# GIVEN PROBLEM
Without the pictures, return each record as it appears.

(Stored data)
==============================
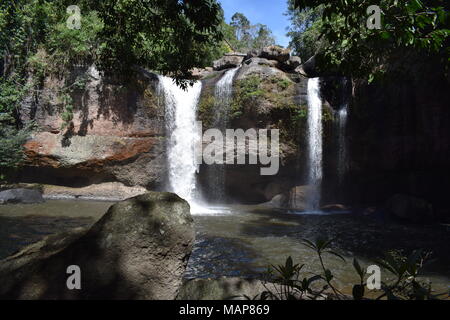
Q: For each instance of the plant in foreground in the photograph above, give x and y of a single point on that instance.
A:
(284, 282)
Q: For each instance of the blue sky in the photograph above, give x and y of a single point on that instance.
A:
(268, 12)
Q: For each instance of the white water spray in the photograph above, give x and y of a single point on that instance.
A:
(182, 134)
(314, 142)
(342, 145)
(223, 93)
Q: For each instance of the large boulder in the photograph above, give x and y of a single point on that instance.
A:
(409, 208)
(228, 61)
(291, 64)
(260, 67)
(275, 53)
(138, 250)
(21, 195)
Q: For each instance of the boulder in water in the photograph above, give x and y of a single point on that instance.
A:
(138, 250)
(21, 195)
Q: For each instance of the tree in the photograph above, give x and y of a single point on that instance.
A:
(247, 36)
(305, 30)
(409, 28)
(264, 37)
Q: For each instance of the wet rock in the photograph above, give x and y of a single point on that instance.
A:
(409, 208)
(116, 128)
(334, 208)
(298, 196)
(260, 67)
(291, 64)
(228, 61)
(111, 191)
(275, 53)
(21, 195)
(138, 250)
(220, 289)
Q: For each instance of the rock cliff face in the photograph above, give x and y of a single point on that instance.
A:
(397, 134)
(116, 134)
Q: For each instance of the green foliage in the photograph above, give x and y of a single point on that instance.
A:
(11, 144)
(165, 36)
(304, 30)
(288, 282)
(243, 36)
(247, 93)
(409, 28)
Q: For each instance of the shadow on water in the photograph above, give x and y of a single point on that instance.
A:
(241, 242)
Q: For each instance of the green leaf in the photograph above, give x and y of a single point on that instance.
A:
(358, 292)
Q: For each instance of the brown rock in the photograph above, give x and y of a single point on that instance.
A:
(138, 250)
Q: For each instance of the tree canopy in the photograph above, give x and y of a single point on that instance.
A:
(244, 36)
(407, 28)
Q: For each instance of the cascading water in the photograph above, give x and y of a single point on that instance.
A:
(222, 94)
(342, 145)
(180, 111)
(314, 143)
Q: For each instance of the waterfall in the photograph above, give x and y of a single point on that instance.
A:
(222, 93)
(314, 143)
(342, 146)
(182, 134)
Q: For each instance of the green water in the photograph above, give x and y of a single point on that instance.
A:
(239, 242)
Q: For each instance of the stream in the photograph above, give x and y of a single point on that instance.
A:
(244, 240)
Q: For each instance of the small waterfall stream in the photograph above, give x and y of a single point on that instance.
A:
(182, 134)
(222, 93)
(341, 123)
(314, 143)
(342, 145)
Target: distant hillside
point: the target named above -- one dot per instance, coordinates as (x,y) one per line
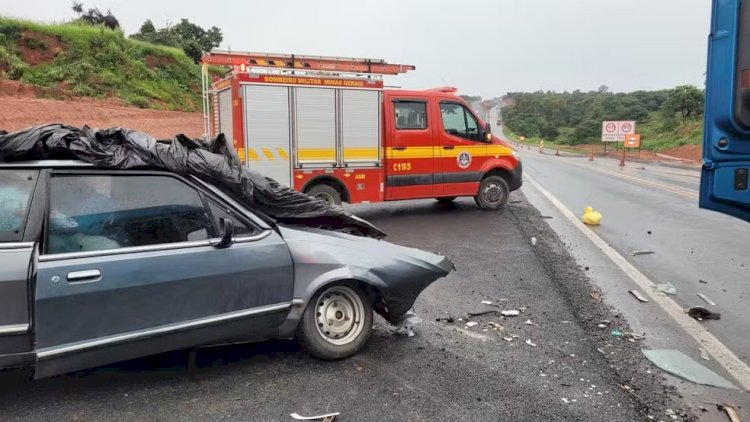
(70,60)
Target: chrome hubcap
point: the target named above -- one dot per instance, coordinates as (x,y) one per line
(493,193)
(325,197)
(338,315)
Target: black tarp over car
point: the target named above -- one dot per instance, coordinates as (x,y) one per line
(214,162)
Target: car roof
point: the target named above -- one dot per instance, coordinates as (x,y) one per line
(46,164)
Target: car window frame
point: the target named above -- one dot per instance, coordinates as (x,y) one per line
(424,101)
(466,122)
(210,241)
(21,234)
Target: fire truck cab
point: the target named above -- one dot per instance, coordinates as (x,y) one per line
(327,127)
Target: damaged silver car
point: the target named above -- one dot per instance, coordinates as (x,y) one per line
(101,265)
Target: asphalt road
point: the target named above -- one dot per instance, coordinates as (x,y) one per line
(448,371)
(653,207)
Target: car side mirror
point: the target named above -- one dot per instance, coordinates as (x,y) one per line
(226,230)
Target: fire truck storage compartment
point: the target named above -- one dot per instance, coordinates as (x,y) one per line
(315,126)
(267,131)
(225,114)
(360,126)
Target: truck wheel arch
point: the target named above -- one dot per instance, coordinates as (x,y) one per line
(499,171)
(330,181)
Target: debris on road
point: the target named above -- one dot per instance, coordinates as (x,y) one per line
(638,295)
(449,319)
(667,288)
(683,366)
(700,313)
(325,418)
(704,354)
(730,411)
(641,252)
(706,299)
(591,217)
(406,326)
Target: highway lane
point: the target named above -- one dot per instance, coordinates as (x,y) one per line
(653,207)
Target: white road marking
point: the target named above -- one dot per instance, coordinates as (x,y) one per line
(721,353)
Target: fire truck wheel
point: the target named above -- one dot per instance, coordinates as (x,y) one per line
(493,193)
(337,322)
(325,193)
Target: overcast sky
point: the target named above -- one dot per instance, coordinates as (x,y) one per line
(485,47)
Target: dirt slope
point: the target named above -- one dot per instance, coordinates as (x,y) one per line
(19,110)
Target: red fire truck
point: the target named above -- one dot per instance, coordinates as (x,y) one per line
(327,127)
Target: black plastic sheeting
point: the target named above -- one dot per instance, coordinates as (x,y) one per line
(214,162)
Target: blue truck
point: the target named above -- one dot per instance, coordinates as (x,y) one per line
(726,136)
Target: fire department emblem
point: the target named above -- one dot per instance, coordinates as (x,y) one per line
==============================
# WRITTEN ANSWER
Q: For each instance of the plant in foreground in the photograph above, give x and y of a single point on that instance.
A:
(284, 282)
Q: For each instance of the blue sky in the photograph above, give x and y of a single point on that instance.
A:
(268, 12)
Q: For each instance of the white water spray in the photograph above, give x and y of a single point on that instance.
A:
(182, 134)
(314, 142)
(342, 145)
(223, 93)
Q: For each instance of the large boulder in the photograph above, give x and y of a single point on that instance.
A:
(409, 208)
(228, 61)
(291, 64)
(260, 67)
(275, 53)
(138, 250)
(21, 195)
Q: For each instance of the boulder in water in the photograph above, give x and y of a single point on that instance.
A:
(138, 250)
(21, 195)
Q: For each instance of the tree in the photograph above, give x and y of a single point on that instance.
A:
(247, 36)
(305, 30)
(409, 28)
(264, 37)
Q: For each instance of the wet rock in the photograph above, give x and y of a single point on that instance.
A:
(409, 208)
(116, 128)
(334, 208)
(298, 196)
(260, 67)
(291, 64)
(228, 61)
(111, 191)
(275, 53)
(21, 195)
(138, 250)
(220, 289)
Q: For each instance of the rock cliff face in the photograph above, give x and y of a single point on that instance.
A:
(397, 134)
(116, 134)
Q: For each instance of the green foliage in the photograph above, give x and y of a single point on that instance.
A:
(11, 144)
(165, 36)
(304, 30)
(288, 282)
(243, 36)
(247, 93)
(409, 28)
Q: For each instance of the shadow on water in the photograph above, give x and y of a single point on that instance.
A:
(241, 242)
Q: For each instance of the green leaf in the photograph above, give x and y of a single point on that instance.
A:
(358, 292)
Q: For each instance of the brown rock in the photograph above, give x and y of a single point on that instance.
A:
(138, 250)
Q: For each instance of the tree canopy in the photograph above, give x and y of a single point on that instance.
A:
(244, 36)
(407, 28)
Q: For each instance of the cascading water in the photograph above, give x and y of a single point on that instance.
A:
(222, 94)
(342, 145)
(180, 111)
(314, 143)
Q: For each instance of the waterfall in the photograph above, give x and y of a single point on that instance.
A:
(222, 93)
(314, 143)
(342, 146)
(182, 134)
Q: For each instance of the green water in the photograph above, give x and y of a single point on that instance.
A:
(239, 242)
Q: For each instance of the stream in the photograph above, give x and y of a single point on that instance.
A:
(244, 240)
Q: For each instance of the small waterfall stream in the photograph above, give x and y of a single point on that instance.
A:
(182, 134)
(222, 93)
(341, 123)
(314, 143)
(342, 145)
Target: distant hillside
point: the target named above -- one dot per instance, coordinates as (x,y) one per line
(70,60)
Target: chrome hubcap
point: the target named above -- one dot per instance, coordinates as (x,y) one per line
(493,193)
(325,197)
(338,315)
Target: black tarp over car
point: the target named above -- one dot per instance, coordinates as (x,y) one per line
(214,162)
Target: car roof
point: the target named above -- one dot per instance, coordinates as (x,y) one per line
(46,164)
Target: car window frame
point: the target named above -- one dot per instance, coordinates as (x,y) one per line
(424,101)
(466,122)
(210,241)
(21,234)
Target: fire truck cab
point: the target named above -- one dot per instance, coordinates as (x,y) one per line
(327,127)
Target: damaged silver car
point: the target named above -- one dot per instance, coordinates as (x,y) one per line
(101,265)
Target: asphalt road
point: the target named above -- one dot per instance, coordinates as (x,y) one per line
(448,371)
(653,207)
Target: car side mirror
point: the target named above -- one dot per instance, coordinates as (x,y) one per line
(226,230)
Target: fire truck storage compartment
point: the target named above -- one dot per instance, coordinates as (x,y) one per line
(315,126)
(267,131)
(225,114)
(360,126)
Target: truck wheel arch
point: the target named above -- one dot per instance, coordinates as (x,y) one per line
(499,171)
(330,181)
Target: debris on road
point: the target named above -- one dot per instance, coordinates as (x,y) one per line
(638,295)
(449,319)
(667,288)
(683,366)
(700,313)
(325,418)
(704,354)
(730,411)
(641,252)
(706,299)
(591,217)
(406,326)
Target: highway lane
point: the target named above -- one dot per instance, coordinates as (x,y) one per line
(653,207)
Target: white road marking
point: the target named above -- one dot per instance, coordinates as (x,y) one per line
(721,353)
Target: fire truck wheel
point: the target named above -- one dot per instance, coordinates as (x,y) one per line
(493,193)
(337,322)
(325,193)
Target: overcast sky
point: the target named above -- one dot per instance, coordinates as (x,y) one per line
(485,47)
Target: dirt slope
point: the target named above -- one dot per instance, coordinates as (x,y) one per line
(19,110)
Target: red fire truck
point: the target named above -- one dot per instance, coordinates as (x,y) one per line
(327,127)
Target: black plastic sheeting
point: the target named above -- one dot per instance, coordinates as (x,y) one per line
(214,162)
Target: blue truck
point: the target named above -- one dot per instance, coordinates as (x,y) one per line
(726,136)
Target: fire department emblem
point: the target named above -- one dot per instance, coordinates as (x,y) one per line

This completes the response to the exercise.